● **Task description**:
The string "grassy" may appear in lines of the entries below. Report how many lines hold it, with only the number.

[Records excerpted from a collection]
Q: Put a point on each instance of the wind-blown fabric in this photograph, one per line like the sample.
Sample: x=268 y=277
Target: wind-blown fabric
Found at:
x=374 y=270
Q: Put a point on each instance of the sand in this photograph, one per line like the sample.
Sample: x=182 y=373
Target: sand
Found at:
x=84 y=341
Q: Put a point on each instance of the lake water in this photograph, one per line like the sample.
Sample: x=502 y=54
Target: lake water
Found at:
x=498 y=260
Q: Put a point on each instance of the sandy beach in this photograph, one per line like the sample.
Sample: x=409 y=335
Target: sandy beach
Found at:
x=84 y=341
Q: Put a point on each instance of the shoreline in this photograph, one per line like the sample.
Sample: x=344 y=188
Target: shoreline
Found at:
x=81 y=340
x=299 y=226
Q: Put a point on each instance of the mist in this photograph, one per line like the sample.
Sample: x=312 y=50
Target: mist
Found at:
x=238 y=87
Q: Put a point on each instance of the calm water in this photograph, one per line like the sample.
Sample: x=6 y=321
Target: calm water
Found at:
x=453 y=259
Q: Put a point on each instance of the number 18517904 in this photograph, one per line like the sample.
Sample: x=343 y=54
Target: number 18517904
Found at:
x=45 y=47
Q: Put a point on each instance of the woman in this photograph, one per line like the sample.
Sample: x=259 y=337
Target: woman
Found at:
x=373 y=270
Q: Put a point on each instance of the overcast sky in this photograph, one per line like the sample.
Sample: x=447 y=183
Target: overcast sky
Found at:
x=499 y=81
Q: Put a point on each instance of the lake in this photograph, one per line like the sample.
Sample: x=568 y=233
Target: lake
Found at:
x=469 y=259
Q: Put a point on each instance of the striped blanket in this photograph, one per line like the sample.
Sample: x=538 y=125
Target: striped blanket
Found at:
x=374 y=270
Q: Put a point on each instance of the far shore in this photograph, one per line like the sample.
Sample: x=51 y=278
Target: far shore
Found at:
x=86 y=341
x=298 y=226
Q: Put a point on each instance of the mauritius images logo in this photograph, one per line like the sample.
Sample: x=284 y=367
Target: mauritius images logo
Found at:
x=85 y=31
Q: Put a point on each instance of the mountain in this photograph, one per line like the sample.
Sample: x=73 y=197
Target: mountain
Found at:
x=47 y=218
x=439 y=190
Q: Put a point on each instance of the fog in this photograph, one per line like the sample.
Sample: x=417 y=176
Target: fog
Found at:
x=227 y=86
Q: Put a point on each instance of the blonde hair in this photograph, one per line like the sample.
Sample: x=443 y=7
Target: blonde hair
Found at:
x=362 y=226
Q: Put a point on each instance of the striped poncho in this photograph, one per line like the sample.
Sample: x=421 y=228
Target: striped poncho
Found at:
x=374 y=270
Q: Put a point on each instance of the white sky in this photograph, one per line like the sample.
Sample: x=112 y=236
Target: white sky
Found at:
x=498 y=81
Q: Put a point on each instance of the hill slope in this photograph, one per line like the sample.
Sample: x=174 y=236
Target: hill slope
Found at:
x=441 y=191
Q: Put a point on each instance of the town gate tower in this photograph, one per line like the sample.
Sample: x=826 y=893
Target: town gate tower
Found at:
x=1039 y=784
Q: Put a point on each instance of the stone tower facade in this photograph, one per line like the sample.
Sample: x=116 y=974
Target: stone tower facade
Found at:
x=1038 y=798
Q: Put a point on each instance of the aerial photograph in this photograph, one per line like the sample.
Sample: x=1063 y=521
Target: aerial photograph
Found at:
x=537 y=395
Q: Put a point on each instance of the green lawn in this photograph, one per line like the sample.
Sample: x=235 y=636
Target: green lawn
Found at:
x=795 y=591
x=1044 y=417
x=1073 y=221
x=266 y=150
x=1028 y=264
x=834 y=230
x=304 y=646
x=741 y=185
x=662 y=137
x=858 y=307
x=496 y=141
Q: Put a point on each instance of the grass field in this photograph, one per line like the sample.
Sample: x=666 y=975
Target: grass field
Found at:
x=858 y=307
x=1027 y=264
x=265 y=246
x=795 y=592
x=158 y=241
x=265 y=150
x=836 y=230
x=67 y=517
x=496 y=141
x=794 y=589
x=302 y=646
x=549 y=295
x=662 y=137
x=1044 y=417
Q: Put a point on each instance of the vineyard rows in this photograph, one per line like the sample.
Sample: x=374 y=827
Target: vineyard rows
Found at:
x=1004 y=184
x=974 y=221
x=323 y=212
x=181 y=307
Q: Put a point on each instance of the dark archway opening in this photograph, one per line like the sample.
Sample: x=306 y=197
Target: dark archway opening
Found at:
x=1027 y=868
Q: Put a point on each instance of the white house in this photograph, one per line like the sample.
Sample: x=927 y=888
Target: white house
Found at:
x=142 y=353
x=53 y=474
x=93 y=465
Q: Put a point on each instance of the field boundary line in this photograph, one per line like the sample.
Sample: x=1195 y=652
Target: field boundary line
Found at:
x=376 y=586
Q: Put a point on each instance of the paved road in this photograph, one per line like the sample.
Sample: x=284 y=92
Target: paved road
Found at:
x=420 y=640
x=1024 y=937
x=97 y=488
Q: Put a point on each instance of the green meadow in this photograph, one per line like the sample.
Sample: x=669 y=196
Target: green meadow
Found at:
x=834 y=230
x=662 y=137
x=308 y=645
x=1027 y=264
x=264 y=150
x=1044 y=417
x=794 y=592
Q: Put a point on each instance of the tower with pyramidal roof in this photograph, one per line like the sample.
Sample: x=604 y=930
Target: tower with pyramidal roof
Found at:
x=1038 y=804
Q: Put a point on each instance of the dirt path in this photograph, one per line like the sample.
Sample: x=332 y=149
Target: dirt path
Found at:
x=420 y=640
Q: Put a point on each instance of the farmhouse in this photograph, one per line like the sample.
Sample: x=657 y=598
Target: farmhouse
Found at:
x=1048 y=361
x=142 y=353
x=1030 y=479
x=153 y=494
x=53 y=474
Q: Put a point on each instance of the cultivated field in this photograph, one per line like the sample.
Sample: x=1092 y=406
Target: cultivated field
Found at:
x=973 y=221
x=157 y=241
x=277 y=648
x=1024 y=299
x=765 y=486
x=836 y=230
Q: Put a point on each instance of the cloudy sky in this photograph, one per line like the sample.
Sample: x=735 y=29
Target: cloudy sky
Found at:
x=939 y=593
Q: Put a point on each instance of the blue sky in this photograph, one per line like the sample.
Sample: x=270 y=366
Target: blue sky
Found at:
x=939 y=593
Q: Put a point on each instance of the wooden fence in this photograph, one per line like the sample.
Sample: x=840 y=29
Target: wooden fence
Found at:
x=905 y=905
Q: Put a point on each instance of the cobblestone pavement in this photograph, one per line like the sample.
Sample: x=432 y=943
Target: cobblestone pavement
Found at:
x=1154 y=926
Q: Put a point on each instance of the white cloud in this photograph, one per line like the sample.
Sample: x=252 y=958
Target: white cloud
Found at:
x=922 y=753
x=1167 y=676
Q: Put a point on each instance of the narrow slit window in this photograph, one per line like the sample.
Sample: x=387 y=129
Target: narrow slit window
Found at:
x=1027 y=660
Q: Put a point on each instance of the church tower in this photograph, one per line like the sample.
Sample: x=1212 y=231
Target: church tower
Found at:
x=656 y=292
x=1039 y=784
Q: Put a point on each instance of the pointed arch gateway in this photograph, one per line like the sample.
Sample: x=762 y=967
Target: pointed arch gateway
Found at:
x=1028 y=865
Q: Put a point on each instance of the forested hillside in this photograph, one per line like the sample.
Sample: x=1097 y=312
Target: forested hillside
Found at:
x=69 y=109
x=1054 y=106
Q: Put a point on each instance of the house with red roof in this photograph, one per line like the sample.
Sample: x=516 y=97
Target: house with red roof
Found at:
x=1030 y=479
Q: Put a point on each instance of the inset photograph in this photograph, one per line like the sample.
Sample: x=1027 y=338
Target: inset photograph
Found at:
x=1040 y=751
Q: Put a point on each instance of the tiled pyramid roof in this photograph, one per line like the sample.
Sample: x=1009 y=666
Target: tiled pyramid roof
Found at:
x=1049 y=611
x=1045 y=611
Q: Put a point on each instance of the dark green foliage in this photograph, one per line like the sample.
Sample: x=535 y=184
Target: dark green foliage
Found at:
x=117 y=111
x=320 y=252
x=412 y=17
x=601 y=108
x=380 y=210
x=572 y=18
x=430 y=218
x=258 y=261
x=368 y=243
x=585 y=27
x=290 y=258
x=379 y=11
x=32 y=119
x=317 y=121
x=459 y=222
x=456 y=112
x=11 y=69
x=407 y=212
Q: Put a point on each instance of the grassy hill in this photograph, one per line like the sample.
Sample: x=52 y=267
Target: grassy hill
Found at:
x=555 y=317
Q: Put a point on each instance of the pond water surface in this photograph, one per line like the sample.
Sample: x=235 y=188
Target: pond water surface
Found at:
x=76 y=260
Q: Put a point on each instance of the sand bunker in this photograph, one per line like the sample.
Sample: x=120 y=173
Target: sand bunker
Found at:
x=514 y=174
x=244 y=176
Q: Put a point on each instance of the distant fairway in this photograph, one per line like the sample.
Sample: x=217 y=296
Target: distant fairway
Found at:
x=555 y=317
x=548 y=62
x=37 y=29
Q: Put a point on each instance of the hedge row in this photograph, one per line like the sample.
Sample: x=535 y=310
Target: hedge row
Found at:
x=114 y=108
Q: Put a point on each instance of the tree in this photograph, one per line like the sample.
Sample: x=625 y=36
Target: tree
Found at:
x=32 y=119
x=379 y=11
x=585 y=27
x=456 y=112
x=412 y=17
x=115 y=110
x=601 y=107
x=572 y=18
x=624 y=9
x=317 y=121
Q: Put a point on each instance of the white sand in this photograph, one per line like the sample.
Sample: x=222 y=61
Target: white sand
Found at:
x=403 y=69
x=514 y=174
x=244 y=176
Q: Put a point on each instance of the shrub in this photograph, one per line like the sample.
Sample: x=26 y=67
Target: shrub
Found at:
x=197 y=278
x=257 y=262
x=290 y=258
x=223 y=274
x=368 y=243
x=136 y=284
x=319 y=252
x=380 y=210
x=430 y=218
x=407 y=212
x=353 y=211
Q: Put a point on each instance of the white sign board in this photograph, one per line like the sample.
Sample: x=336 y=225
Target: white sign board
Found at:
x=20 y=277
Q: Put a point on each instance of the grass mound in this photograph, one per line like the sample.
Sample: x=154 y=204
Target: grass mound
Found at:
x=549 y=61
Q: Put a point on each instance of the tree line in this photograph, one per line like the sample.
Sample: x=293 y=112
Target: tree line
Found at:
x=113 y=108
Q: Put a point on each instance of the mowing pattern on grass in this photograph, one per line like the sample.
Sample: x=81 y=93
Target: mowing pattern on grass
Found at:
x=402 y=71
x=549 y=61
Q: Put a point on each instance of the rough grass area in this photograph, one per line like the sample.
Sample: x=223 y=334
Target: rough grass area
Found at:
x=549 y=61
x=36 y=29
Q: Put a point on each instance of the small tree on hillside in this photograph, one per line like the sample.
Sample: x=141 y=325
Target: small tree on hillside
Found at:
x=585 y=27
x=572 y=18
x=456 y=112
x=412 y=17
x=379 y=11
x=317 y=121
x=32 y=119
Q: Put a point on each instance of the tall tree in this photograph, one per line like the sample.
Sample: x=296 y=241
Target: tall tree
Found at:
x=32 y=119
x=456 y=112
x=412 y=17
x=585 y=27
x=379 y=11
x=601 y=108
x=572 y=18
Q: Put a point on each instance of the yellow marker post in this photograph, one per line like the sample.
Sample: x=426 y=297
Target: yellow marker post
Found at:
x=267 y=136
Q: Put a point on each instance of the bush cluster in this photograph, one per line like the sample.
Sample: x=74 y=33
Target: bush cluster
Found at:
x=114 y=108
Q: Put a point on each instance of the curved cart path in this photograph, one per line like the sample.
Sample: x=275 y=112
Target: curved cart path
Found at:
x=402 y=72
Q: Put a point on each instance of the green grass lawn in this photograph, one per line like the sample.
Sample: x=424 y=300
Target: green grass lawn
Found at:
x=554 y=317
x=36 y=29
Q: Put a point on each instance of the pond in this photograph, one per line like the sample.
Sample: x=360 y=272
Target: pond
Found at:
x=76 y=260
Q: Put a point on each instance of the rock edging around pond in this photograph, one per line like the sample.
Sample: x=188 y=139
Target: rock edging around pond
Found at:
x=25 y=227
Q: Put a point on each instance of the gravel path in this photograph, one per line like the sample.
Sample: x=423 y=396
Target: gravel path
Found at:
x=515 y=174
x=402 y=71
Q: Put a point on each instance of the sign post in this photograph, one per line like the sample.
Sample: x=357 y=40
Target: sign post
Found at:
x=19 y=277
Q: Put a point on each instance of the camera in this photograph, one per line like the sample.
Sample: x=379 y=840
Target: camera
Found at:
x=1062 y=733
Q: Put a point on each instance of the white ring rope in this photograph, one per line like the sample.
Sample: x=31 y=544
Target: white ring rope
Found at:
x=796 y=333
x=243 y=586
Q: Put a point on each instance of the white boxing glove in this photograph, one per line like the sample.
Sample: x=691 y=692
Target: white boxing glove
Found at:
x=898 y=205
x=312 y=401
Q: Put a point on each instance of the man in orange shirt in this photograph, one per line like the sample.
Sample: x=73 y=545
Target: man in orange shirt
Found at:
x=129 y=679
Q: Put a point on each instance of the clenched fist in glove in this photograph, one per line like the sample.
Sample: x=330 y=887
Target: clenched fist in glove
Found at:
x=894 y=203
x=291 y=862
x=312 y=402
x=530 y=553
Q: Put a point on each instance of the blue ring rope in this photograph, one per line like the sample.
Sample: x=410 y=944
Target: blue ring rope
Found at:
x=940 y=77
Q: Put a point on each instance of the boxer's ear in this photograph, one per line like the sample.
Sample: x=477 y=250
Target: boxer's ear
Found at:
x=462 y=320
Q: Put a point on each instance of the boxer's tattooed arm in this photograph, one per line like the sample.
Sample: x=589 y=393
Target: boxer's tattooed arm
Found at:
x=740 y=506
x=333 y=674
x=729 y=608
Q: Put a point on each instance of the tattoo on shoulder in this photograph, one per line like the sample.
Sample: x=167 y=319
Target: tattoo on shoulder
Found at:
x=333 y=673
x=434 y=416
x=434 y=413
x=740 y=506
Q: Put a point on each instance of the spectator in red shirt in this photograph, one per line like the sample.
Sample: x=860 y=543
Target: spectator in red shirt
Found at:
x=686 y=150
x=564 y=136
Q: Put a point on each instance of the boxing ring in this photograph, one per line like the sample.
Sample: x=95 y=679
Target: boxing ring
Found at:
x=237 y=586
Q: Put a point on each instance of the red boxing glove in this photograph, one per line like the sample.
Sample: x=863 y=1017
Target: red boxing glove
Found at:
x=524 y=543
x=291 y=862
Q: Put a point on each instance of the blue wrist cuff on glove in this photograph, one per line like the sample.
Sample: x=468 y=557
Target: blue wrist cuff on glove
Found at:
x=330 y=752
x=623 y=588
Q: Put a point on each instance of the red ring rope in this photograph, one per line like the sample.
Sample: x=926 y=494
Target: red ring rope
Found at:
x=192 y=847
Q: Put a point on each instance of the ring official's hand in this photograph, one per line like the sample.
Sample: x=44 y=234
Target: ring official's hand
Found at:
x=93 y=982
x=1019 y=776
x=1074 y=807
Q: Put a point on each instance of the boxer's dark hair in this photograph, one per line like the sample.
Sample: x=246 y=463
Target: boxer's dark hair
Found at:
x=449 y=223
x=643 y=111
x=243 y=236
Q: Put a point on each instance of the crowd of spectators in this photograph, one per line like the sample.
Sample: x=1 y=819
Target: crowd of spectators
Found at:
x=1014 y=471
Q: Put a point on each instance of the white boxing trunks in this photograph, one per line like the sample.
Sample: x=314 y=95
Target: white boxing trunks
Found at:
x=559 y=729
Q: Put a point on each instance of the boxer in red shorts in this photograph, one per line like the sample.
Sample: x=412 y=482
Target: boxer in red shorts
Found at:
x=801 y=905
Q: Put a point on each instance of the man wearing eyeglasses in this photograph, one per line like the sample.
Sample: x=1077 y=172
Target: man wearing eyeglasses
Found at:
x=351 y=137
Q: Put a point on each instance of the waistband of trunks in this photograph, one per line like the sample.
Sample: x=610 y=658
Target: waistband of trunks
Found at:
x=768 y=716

● **Answer**:
2